- Born: 3 July 1990 (age 36) Skopje, Republic of North Macedonia
- Occupations: Actor; Singer; Composer;
- Years active: 2003–present

= Bertan Asllani =

Macedonian-Albanian actor, singer and composer (born 1990)

Bertan Asllani (born 3 July 1990) is a Macedonian-Albanian actor, singer and composer, best known for roles in Turkish television series such as Yabani and Pis Yedili.

== Early life ==
Asllani was born on 3 July 1990 in Skopje, Republic of North Macedonia, into an Albanian family. He was raised in Skopje and learned Turkish during his childhood.

== Music career ==
Asllani began his music career at a young age and released his first album in 2003 at the age of 13.

He participated in Top Fest 2 (2005) with the song Akoma të du.

He later continued his career in Turkey as a performer and composer. He has composed songs for Turkish artists including Murat Dalkılıç, Demet Akalın and Gülben Ergen.

== Acting career ==
Asllani began acting in Turkey with a role in the television series Pis Yedili (2013).

He later appeared in several Turkish television series, including Göç Zamanı (2016), Kimse Bilmez (2019), Evlilik Hakkında Her Şey (2021) and Gecenin Ucunda (2022).

◆ Exercise brief
According to the Bertan Asllani biography, why do his years active begin in 2003?

[Extracted data entries]
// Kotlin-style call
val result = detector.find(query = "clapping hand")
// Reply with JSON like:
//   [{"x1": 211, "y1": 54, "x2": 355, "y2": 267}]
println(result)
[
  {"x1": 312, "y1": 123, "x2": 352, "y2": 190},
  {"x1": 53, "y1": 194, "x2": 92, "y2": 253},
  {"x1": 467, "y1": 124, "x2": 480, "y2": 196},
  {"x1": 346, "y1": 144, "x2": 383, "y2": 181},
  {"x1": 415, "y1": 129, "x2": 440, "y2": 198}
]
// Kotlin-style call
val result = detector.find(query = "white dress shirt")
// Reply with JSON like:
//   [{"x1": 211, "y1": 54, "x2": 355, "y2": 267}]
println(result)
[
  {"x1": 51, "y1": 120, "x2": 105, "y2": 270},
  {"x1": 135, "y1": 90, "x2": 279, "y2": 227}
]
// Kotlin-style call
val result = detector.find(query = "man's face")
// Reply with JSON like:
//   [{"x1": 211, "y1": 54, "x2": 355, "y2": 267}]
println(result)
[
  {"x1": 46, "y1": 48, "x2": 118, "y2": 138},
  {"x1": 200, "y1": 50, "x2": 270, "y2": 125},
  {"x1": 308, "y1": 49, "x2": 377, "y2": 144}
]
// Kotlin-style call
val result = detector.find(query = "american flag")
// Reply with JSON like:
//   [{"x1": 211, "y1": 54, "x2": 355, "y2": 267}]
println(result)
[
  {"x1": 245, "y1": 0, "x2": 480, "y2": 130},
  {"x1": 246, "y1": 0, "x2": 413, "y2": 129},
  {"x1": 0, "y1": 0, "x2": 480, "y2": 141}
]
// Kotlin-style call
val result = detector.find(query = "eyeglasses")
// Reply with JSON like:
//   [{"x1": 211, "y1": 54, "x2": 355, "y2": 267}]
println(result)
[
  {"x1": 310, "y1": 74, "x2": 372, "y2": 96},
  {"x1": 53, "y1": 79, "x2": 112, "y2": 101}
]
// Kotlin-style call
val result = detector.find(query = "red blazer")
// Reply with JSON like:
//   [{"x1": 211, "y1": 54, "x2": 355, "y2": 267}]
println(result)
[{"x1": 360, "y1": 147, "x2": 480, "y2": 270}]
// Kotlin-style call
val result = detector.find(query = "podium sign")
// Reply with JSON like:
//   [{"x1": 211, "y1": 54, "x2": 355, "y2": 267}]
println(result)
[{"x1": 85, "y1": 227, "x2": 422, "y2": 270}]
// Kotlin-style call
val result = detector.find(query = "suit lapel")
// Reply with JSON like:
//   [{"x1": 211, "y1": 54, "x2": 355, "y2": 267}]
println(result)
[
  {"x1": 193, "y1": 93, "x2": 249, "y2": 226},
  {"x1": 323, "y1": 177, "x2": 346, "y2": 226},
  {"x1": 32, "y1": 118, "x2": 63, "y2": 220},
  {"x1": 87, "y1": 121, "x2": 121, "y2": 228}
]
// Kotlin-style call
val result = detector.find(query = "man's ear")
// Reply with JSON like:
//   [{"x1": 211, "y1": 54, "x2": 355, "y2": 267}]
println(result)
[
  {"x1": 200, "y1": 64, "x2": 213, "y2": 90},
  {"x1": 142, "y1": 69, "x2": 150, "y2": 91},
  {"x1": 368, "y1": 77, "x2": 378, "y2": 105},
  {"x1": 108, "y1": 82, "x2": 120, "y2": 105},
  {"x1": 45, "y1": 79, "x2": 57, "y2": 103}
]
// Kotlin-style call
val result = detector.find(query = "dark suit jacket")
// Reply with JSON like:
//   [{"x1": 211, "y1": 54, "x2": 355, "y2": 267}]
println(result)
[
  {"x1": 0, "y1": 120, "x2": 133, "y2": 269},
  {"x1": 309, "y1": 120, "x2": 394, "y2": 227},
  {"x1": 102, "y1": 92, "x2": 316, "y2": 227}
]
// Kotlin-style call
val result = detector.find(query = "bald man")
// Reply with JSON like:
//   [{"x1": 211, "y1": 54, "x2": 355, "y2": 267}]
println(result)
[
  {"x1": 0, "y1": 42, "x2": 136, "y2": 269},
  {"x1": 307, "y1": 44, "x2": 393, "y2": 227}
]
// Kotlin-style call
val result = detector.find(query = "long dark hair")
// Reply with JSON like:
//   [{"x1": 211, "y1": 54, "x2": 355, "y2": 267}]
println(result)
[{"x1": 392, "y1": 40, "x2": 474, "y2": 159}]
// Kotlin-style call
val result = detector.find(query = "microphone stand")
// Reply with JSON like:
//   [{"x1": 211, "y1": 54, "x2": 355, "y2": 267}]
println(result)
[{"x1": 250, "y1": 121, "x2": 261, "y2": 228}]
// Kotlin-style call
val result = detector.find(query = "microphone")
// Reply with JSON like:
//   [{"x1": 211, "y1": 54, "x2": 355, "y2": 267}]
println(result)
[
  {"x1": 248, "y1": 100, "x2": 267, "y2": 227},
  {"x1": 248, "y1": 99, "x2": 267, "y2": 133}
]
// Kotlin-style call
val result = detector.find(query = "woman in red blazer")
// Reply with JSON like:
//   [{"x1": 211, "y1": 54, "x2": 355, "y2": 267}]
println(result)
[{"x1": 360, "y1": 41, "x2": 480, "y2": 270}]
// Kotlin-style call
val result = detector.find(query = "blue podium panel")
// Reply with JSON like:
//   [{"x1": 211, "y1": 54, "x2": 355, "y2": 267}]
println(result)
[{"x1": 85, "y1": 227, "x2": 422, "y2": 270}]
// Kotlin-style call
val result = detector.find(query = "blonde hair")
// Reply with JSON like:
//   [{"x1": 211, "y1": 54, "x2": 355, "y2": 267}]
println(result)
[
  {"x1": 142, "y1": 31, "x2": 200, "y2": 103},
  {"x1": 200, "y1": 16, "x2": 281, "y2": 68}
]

◆ Task response
His career start is dated to 2003 because that is when he released his first album, at age 13. That album marks the beginning of his music career.